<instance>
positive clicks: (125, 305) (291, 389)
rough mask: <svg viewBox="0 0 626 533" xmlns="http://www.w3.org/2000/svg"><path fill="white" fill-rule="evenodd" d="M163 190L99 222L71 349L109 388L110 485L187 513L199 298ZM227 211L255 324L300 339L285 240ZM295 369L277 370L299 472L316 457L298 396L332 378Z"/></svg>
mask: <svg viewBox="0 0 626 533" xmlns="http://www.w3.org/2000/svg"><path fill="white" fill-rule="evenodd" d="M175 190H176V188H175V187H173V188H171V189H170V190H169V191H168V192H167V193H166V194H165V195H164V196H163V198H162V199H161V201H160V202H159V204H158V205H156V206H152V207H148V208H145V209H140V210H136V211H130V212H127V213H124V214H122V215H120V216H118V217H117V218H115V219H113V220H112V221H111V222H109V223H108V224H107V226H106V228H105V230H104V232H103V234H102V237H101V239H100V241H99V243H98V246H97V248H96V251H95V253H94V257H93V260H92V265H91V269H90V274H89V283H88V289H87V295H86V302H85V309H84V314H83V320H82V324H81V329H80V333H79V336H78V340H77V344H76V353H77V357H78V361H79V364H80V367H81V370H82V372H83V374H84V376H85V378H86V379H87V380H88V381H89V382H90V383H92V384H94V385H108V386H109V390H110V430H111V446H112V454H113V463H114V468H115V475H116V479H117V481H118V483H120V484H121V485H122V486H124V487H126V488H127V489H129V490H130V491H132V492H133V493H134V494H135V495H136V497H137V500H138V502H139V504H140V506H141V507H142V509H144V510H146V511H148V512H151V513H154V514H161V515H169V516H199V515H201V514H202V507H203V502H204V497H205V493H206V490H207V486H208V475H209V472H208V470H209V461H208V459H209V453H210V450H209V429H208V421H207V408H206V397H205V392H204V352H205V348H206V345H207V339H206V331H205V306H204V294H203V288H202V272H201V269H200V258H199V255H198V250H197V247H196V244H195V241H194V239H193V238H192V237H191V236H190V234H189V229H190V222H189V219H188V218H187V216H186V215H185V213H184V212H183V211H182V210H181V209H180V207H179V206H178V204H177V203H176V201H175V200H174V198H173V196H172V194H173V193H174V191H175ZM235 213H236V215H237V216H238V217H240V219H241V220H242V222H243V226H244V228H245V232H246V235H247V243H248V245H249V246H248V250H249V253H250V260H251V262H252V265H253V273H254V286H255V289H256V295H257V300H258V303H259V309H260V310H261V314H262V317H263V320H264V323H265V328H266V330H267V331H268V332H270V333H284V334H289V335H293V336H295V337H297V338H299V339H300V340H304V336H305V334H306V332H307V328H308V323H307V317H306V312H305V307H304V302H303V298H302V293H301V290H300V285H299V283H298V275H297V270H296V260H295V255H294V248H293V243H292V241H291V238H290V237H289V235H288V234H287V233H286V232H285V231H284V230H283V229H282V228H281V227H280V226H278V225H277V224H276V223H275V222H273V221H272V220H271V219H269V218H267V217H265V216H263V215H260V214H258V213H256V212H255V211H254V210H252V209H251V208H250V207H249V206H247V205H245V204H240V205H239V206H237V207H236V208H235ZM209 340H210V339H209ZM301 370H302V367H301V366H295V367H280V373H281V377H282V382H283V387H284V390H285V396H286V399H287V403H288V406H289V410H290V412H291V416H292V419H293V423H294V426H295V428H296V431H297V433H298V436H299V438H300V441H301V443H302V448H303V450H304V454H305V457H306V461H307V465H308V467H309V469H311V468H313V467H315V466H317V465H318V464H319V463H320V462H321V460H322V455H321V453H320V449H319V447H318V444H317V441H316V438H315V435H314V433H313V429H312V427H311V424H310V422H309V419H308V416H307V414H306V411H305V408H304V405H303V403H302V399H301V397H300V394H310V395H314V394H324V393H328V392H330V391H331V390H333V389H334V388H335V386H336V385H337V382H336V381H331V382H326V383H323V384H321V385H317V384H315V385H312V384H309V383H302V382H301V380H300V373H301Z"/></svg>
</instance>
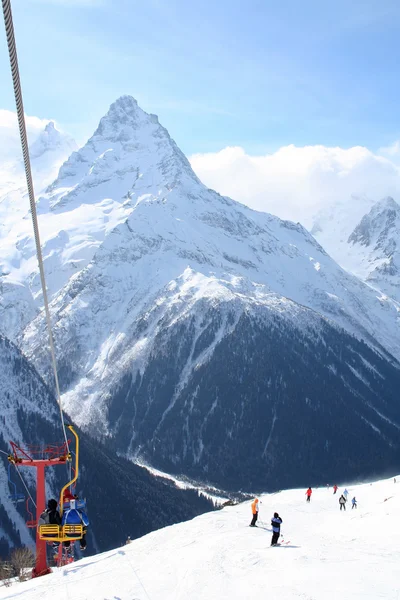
****************************************
→ **ОПИСАНИЕ ЗАДАНИЯ**
Перепишите слово в слово часть записей, которая начинается с самой первой строки и заканчивается строкой, где есть "rough mask: <svg". Обе эти строки тоже включите.

→ **РЕЗУЛЬТАТ ЗАДАНИЯ**
<instance>
positive clicks: (125, 305) (291, 389)
rough mask: <svg viewBox="0 0 626 533" xmlns="http://www.w3.org/2000/svg"><path fill="white" fill-rule="evenodd" d="M163 190L99 222L71 349L109 388L110 485L187 513L199 298ZM227 211L255 324L300 339L285 240ZM295 369L277 370L299 472L316 457L298 396L332 378Z"/></svg>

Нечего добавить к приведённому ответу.